» Exercise aim
Every line below between the one holding "the dry sand" and the one holding "TARGET = sea water", inclusive, should be copied exactly, and no other line.

» Data section
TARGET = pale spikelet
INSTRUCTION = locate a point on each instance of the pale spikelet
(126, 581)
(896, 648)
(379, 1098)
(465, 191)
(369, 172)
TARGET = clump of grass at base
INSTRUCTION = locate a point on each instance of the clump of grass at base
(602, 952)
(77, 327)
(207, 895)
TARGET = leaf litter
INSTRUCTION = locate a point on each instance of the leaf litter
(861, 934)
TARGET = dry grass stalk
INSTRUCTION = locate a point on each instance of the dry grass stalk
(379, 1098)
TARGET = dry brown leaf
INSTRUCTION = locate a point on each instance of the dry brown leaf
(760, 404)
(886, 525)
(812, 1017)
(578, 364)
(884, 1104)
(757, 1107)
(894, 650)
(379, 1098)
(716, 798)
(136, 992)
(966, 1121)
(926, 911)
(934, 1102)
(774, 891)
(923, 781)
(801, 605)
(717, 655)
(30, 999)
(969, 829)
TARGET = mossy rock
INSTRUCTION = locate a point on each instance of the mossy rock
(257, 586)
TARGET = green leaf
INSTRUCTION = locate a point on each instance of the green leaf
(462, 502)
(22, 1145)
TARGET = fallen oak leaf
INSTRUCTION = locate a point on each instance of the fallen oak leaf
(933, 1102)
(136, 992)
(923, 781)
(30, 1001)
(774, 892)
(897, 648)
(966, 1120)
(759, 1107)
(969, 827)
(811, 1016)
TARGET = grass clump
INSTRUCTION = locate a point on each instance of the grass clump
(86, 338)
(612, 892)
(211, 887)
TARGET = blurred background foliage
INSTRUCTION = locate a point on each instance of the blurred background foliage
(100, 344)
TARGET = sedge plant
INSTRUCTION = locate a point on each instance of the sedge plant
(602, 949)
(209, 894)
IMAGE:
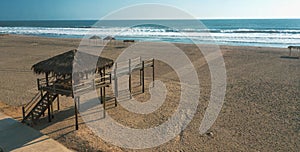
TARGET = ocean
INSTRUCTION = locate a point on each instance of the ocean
(239, 32)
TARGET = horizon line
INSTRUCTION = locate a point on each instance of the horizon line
(150, 19)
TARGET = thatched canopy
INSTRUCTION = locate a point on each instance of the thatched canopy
(62, 64)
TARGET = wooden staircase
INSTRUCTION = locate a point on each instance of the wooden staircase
(36, 108)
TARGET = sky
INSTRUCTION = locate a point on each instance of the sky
(95, 9)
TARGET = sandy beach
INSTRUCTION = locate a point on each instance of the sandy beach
(261, 110)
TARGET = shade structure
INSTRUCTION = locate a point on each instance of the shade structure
(109, 38)
(95, 37)
(62, 64)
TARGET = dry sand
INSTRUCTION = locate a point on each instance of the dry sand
(261, 110)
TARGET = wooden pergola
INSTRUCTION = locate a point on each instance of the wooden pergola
(59, 76)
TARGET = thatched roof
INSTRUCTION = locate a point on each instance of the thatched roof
(62, 64)
(109, 38)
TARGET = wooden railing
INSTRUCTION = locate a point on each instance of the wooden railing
(30, 104)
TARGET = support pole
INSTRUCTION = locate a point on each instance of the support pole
(49, 112)
(23, 112)
(140, 72)
(51, 106)
(129, 72)
(104, 105)
(76, 113)
(143, 77)
(153, 78)
(116, 81)
(58, 108)
(101, 94)
(47, 79)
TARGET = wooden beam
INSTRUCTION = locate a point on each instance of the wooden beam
(143, 77)
(58, 108)
(47, 79)
(129, 72)
(153, 78)
(49, 112)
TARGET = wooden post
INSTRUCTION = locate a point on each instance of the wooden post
(104, 102)
(49, 112)
(58, 108)
(153, 78)
(140, 72)
(116, 81)
(76, 113)
(129, 70)
(52, 115)
(143, 77)
(47, 79)
(23, 112)
(101, 87)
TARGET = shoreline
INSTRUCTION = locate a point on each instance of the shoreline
(219, 45)
(259, 114)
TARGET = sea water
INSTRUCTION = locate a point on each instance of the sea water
(239, 32)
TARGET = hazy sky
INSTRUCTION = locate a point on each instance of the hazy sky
(95, 9)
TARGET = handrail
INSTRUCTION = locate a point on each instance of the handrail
(29, 105)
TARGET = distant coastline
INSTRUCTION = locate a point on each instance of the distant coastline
(235, 32)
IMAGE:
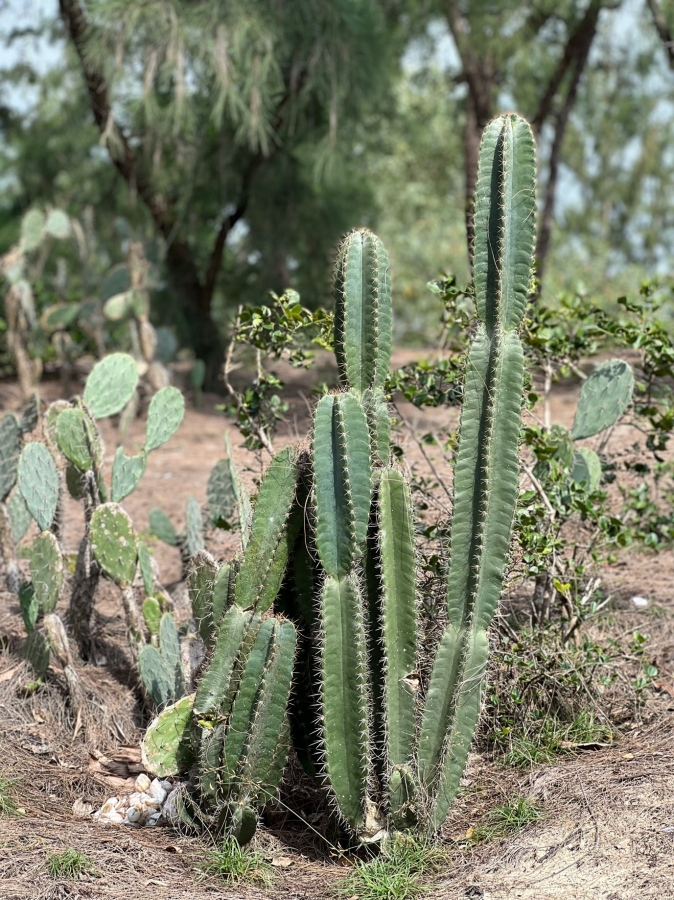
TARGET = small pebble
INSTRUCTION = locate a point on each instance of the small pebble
(142, 783)
(157, 792)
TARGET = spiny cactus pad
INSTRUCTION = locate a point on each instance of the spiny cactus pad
(29, 605)
(166, 412)
(152, 615)
(19, 516)
(604, 397)
(79, 440)
(114, 543)
(126, 473)
(39, 483)
(11, 442)
(46, 569)
(145, 565)
(165, 749)
(111, 385)
(586, 468)
(220, 492)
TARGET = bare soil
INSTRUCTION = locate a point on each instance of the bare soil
(608, 825)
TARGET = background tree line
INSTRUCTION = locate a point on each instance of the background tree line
(239, 140)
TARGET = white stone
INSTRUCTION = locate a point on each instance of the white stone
(157, 792)
(142, 783)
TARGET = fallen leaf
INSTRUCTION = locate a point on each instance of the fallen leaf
(81, 809)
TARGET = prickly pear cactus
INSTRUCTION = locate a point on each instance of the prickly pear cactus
(166, 412)
(39, 483)
(604, 397)
(111, 385)
(114, 543)
(46, 569)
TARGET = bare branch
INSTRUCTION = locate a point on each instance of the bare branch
(663, 29)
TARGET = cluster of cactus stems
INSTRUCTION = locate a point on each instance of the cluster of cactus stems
(331, 549)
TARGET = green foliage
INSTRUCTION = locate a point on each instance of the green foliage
(507, 819)
(232, 863)
(69, 863)
(396, 873)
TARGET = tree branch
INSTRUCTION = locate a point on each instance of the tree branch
(582, 53)
(576, 46)
(663, 29)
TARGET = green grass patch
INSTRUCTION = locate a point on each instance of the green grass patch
(396, 873)
(233, 863)
(8, 805)
(69, 863)
(506, 820)
(547, 740)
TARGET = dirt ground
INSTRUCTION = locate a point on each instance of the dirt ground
(607, 832)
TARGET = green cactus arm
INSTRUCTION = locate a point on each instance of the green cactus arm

» Result of this task
INSTRUCTION = locate a point on each instance of the dry sand
(261, 110)
TARGET = wooden pergola
INSTRUCTION = locate a point on each instance of the wooden pergola
(59, 76)
TARGET = thatched roof
INSTRUCTION = locate a point on each instance of the thatched roof
(62, 64)
(109, 38)
TARGET = wooden railing
INSTRUCTION = locate a point on each instance of the wooden railing
(30, 104)
TARGET = support pole
INSTRUCTION = locate a point on each instance of the support pole
(49, 112)
(23, 112)
(140, 72)
(51, 106)
(129, 72)
(104, 105)
(76, 113)
(143, 77)
(153, 78)
(116, 81)
(58, 108)
(101, 94)
(47, 79)
TARGET = wooden beam
INSTRUCTION = locate a point on each instance of the wooden beam
(143, 77)
(58, 108)
(47, 79)
(129, 72)
(153, 78)
(49, 112)
TARGET = wooden post
INSTRUCTION = locate a point on each instance of the wooden post
(104, 102)
(49, 112)
(58, 108)
(153, 78)
(140, 72)
(116, 81)
(76, 113)
(129, 70)
(52, 115)
(143, 77)
(47, 79)
(23, 112)
(101, 87)
TARGET = shoreline
INSTRUCTION = locate a point on each instance of the shoreline
(219, 45)
(259, 114)
TARGET = sea water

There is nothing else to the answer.